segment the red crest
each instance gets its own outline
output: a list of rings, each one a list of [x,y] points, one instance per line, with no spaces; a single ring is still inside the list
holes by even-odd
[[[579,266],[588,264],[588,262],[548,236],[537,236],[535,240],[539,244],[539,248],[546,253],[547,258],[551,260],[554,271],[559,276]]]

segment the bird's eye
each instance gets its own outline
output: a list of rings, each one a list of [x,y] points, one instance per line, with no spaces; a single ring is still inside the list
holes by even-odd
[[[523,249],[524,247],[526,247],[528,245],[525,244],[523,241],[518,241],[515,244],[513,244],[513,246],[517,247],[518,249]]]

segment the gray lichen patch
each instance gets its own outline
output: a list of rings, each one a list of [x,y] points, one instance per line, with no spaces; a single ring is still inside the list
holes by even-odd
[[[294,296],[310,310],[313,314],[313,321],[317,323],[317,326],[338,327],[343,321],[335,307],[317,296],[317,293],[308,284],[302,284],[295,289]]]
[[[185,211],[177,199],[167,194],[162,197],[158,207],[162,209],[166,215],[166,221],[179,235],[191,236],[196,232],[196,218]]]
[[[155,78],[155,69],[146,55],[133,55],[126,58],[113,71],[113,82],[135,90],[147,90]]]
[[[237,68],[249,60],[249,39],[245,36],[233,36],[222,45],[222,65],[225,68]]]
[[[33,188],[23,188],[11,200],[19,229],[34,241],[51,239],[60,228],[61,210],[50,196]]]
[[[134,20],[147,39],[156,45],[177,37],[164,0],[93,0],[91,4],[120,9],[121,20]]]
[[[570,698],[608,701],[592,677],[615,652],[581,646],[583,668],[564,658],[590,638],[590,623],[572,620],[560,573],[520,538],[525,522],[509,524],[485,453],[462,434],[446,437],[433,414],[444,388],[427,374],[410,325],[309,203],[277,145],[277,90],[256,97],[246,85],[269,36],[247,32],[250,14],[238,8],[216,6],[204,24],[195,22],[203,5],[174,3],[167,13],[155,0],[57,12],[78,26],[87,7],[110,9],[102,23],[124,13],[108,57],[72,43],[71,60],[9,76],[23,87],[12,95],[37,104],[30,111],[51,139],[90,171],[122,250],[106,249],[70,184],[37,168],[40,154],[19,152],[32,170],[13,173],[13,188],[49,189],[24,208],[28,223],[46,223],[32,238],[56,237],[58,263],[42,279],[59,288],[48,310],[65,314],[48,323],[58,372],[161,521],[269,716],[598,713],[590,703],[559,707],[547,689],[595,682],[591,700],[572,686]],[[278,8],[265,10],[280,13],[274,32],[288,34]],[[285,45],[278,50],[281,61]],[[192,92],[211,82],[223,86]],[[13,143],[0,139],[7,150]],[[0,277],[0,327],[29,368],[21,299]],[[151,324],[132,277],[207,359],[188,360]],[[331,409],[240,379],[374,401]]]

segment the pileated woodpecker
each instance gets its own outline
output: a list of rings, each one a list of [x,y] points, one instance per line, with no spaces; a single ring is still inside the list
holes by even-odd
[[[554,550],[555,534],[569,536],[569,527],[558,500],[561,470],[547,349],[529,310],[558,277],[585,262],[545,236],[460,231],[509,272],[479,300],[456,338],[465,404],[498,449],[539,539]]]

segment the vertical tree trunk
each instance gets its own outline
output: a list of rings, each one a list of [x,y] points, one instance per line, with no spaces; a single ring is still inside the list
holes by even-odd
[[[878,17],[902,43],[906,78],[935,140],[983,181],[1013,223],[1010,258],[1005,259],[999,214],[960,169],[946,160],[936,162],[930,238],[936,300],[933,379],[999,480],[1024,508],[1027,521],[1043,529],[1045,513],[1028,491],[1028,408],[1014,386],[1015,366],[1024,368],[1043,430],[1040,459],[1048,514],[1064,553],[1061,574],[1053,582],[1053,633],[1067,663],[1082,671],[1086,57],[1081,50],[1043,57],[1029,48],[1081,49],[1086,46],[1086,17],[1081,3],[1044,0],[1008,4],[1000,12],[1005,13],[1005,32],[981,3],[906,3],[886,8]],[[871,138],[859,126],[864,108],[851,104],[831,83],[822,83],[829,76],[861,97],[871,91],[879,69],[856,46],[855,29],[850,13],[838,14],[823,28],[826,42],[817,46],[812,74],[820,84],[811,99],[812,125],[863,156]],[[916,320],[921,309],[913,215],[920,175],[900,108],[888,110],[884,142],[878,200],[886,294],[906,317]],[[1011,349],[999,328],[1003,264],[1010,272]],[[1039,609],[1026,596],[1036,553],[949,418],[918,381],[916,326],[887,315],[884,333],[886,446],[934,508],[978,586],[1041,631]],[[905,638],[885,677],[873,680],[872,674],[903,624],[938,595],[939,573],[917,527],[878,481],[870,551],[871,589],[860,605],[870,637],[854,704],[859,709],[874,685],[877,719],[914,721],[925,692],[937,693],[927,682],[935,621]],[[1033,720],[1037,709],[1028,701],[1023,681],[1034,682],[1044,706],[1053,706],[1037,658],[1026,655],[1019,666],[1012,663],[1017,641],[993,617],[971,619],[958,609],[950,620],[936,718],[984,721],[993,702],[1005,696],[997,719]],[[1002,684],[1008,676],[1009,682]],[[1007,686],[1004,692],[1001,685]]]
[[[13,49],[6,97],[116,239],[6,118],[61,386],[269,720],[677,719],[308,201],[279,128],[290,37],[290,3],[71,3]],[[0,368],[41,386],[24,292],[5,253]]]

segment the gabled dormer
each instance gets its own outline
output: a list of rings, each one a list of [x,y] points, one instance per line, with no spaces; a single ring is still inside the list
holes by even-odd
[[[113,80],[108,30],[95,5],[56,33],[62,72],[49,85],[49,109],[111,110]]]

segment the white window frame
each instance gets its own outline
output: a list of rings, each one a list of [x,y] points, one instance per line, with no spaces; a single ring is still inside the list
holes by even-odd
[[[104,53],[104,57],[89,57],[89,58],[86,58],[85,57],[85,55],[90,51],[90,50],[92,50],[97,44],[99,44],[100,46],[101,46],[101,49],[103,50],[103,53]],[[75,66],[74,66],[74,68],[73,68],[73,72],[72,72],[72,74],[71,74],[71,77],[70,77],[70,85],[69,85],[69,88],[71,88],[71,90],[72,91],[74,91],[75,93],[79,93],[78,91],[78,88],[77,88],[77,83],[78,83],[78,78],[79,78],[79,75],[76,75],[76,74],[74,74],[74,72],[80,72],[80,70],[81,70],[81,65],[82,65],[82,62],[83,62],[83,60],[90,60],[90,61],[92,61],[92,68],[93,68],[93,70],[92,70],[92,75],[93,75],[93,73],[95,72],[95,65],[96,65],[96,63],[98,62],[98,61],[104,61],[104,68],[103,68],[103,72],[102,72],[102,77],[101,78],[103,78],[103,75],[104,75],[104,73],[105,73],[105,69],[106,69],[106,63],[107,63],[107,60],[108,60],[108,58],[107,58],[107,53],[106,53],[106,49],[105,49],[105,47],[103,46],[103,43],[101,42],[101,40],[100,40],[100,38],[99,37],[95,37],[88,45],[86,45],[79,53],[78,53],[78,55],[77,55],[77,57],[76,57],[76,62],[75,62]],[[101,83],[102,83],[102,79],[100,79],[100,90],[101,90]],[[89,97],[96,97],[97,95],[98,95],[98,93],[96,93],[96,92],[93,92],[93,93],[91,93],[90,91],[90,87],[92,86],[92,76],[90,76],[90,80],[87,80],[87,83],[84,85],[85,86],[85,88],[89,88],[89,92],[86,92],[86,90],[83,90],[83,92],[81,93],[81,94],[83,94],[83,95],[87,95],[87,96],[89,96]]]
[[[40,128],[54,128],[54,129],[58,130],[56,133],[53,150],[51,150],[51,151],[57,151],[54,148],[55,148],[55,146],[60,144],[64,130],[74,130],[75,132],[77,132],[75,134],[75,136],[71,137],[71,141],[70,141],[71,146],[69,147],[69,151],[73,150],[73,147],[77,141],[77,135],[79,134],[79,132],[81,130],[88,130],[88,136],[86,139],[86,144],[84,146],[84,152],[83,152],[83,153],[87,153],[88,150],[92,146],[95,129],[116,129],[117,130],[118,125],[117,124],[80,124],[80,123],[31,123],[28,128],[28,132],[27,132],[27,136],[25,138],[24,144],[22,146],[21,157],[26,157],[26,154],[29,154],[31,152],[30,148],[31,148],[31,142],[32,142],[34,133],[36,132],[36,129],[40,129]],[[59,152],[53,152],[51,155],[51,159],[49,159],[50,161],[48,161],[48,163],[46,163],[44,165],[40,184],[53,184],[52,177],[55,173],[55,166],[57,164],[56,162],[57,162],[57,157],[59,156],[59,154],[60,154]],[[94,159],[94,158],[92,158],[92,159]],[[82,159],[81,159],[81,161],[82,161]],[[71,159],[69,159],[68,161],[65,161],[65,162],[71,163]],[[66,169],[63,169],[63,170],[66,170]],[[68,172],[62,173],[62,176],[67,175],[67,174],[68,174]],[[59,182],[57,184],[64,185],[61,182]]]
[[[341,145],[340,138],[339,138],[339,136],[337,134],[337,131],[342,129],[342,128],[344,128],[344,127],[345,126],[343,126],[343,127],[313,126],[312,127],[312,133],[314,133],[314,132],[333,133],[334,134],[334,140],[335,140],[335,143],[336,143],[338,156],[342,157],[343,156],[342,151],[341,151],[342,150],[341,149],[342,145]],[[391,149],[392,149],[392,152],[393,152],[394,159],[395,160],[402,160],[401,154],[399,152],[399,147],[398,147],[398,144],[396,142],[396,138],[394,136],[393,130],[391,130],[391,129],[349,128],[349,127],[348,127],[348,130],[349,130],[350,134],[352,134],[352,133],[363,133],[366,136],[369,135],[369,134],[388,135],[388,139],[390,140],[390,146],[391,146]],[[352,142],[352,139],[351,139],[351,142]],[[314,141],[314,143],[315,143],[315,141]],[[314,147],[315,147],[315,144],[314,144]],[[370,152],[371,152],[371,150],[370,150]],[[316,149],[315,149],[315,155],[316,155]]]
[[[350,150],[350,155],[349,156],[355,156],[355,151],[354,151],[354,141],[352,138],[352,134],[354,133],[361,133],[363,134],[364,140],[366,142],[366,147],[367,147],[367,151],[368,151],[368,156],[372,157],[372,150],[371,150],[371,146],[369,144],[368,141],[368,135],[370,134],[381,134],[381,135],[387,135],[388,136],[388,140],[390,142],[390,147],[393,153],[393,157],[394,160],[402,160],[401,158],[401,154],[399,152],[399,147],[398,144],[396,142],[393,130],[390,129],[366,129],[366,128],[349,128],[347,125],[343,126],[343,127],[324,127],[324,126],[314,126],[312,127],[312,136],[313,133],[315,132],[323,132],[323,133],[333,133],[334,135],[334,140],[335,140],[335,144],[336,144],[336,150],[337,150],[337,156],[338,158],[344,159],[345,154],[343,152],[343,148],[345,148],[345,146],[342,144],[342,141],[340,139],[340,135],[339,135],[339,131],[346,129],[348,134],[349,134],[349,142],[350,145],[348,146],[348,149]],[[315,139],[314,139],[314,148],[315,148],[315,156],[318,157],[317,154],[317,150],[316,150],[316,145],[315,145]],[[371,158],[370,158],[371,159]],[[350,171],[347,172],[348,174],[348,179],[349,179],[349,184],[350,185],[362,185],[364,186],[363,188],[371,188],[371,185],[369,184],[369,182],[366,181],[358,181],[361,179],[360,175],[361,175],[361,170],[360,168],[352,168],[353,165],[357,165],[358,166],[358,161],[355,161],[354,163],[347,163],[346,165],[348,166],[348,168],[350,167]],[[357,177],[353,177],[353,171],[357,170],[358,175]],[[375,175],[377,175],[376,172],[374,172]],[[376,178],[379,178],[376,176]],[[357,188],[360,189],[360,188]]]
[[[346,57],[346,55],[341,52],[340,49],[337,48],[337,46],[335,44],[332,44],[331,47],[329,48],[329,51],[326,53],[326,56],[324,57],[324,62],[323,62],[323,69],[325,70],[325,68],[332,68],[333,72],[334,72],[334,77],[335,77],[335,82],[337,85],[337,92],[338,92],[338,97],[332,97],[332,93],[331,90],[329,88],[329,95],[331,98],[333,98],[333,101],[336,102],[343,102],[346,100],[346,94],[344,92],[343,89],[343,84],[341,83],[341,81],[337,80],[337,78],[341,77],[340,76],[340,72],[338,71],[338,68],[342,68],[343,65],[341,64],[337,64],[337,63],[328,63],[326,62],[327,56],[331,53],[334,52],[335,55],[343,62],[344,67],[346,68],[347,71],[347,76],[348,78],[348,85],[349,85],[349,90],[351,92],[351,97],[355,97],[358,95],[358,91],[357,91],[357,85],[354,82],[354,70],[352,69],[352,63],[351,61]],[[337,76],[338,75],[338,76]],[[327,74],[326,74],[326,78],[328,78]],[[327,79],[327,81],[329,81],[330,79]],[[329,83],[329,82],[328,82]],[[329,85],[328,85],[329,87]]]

## [Problem to work on]
If a line of the records above contains the word "segment", count it; give only the total.

## [Exercise output]
7